GOAL
Write out, unchanged, the lines from the one holding "the form <point>470,507</point>." to the close of the listing. Both the first and last lines belong in it.

╭─ RECORDS PROVIDED

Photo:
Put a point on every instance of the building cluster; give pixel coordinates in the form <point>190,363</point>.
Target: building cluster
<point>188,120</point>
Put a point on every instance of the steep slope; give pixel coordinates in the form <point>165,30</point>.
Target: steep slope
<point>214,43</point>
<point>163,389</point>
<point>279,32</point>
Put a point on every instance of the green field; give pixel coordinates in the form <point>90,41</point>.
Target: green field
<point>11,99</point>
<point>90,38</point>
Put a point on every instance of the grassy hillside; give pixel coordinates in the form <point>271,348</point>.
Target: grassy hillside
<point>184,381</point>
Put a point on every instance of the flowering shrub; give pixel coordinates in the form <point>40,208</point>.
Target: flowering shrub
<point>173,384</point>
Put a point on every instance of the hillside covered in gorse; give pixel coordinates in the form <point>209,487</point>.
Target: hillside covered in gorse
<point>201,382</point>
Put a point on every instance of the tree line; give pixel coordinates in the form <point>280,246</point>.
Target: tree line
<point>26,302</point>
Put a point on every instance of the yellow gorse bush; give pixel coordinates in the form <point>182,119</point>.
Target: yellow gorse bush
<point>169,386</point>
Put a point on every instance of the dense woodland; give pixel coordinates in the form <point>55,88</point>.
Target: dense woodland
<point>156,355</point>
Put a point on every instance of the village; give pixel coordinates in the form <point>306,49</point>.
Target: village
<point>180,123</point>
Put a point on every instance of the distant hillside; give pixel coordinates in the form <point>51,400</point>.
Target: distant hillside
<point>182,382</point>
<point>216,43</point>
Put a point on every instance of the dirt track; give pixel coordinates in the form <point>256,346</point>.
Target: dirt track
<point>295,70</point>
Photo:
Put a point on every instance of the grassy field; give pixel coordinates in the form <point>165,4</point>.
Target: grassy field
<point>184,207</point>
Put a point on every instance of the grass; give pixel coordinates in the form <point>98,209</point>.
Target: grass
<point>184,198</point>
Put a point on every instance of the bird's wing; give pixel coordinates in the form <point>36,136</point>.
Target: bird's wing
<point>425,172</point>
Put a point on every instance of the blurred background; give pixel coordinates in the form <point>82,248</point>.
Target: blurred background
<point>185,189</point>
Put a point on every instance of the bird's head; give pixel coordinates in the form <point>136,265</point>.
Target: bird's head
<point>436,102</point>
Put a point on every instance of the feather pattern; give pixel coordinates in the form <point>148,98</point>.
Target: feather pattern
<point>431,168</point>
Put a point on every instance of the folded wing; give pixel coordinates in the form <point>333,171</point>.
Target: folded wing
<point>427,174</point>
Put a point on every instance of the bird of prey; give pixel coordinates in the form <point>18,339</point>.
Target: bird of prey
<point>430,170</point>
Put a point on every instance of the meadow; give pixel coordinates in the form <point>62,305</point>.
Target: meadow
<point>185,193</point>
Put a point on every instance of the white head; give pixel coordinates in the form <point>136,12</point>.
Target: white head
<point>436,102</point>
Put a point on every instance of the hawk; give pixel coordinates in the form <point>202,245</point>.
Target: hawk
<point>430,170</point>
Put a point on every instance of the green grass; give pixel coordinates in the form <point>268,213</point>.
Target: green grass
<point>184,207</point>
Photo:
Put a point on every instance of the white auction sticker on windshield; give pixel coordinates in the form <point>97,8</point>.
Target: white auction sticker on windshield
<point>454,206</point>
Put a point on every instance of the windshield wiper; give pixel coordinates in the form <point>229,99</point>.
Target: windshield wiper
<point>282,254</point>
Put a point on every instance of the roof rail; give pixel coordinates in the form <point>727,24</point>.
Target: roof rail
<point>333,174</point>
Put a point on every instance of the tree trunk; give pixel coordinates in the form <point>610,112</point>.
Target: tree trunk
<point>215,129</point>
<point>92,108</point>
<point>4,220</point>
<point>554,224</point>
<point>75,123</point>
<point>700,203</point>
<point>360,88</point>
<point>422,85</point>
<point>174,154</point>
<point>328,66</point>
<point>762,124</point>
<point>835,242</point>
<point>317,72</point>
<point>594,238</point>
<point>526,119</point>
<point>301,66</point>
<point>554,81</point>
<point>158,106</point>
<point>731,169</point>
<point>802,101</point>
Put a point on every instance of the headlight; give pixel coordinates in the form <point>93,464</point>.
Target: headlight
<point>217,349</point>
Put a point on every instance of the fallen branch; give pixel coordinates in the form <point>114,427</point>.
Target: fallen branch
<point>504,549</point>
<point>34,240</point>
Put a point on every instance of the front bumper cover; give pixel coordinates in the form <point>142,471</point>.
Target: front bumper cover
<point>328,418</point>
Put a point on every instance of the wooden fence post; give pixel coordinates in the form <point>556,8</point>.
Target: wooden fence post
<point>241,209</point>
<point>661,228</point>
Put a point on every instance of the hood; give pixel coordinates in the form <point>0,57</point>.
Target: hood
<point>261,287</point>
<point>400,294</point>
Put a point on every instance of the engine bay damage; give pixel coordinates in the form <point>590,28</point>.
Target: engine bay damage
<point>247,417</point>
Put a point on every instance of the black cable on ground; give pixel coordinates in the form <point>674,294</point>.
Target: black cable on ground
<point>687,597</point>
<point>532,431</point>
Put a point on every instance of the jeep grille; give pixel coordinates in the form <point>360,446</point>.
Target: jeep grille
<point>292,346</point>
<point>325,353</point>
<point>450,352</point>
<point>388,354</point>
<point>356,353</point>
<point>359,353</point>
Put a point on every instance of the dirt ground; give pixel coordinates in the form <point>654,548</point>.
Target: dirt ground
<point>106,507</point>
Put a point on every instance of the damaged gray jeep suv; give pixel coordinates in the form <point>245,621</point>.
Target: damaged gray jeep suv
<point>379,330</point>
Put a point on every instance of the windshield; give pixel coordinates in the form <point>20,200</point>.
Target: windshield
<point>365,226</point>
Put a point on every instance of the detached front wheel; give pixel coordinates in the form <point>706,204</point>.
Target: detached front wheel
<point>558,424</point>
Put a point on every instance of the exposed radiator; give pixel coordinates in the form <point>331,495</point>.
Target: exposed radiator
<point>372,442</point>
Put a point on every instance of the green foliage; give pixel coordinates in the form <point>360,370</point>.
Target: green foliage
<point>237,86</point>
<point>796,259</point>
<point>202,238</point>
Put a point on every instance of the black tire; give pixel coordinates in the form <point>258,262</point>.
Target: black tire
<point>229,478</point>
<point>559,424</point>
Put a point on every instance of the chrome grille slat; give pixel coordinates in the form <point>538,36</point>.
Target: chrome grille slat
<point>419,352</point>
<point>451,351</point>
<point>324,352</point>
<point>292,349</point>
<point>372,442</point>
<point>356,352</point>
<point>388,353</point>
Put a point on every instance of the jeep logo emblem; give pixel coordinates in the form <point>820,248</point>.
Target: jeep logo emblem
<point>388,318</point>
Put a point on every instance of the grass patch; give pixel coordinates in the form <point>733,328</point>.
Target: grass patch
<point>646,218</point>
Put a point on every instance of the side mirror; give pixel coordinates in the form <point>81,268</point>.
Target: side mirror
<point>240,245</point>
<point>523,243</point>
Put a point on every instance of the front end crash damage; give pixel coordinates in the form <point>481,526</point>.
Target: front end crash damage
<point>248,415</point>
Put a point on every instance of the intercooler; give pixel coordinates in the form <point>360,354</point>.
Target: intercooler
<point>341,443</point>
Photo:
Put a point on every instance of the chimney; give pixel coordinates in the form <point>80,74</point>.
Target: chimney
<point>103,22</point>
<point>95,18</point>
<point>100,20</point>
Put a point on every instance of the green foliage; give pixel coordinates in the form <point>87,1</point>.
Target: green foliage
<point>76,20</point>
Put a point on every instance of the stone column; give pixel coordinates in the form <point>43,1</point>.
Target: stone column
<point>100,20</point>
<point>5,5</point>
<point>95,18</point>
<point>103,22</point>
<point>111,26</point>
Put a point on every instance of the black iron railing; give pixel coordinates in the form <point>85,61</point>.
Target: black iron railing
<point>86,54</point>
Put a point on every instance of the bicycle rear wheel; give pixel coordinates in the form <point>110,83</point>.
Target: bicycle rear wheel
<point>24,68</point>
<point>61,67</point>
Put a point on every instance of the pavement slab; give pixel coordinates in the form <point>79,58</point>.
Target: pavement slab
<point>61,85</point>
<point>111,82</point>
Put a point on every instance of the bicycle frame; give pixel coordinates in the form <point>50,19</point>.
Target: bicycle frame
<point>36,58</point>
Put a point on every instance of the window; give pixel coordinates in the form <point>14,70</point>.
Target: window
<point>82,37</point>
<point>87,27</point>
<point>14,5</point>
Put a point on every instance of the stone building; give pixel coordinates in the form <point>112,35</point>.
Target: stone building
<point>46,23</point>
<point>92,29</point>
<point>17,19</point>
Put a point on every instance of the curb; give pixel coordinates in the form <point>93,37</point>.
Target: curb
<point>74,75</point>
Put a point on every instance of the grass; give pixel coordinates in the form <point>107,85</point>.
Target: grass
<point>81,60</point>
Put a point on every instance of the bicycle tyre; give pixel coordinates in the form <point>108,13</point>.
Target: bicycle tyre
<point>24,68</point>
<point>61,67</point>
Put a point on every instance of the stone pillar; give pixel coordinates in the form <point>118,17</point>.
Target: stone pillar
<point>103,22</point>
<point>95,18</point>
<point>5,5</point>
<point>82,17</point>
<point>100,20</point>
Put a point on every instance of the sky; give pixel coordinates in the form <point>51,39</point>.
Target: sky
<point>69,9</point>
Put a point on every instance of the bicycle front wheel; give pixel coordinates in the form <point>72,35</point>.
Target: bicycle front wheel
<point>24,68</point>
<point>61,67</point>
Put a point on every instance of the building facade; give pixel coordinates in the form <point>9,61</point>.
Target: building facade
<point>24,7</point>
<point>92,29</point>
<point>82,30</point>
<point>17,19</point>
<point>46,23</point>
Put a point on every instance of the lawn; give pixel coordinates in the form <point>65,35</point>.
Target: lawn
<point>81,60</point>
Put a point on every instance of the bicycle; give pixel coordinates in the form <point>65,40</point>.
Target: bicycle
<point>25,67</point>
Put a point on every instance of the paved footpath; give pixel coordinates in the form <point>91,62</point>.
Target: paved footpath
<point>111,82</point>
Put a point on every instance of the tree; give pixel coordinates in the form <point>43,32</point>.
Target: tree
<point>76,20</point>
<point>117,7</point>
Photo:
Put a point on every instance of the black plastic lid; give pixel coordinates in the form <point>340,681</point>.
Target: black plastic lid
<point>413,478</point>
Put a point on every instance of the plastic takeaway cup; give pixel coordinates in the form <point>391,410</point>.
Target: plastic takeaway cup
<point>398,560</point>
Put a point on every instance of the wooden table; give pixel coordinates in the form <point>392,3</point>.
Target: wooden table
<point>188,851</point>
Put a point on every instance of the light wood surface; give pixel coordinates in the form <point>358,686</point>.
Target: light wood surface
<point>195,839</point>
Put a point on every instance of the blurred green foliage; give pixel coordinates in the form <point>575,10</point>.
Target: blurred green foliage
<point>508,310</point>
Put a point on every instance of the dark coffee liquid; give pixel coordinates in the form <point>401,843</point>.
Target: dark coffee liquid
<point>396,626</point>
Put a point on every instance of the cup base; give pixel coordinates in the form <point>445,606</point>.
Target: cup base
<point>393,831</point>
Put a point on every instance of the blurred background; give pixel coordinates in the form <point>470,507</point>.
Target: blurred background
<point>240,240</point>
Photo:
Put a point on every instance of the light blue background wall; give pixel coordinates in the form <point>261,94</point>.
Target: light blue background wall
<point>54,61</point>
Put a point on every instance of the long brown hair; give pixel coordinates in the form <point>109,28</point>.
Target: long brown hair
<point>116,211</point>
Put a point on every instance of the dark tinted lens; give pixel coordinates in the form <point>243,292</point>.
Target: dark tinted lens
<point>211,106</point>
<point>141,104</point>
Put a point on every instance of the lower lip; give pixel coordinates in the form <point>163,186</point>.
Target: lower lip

╰─

COMPLETE RESPONSE
Put a point on every instance of the blurred background; give pixel coordinates in the form <point>470,507</point>.
Target: blurred background
<point>240,240</point>
Photo:
Put a point on every instance of the light blue background wall; give pixel coordinates in the form <point>261,94</point>.
Target: light blue background wall
<point>54,61</point>
Put a point on every instance of the long brown hair; give pixel coordinates in the form <point>109,28</point>.
Target: long brown hair
<point>116,211</point>
Put a point on every instance of the dark tinted lens; give pixel coordinates in the form <point>243,292</point>.
Target: dark tinted lens
<point>211,106</point>
<point>141,104</point>
Put a point on every instance of the lower lip; give pixel coordinates in the form <point>163,186</point>.
Target: lower lip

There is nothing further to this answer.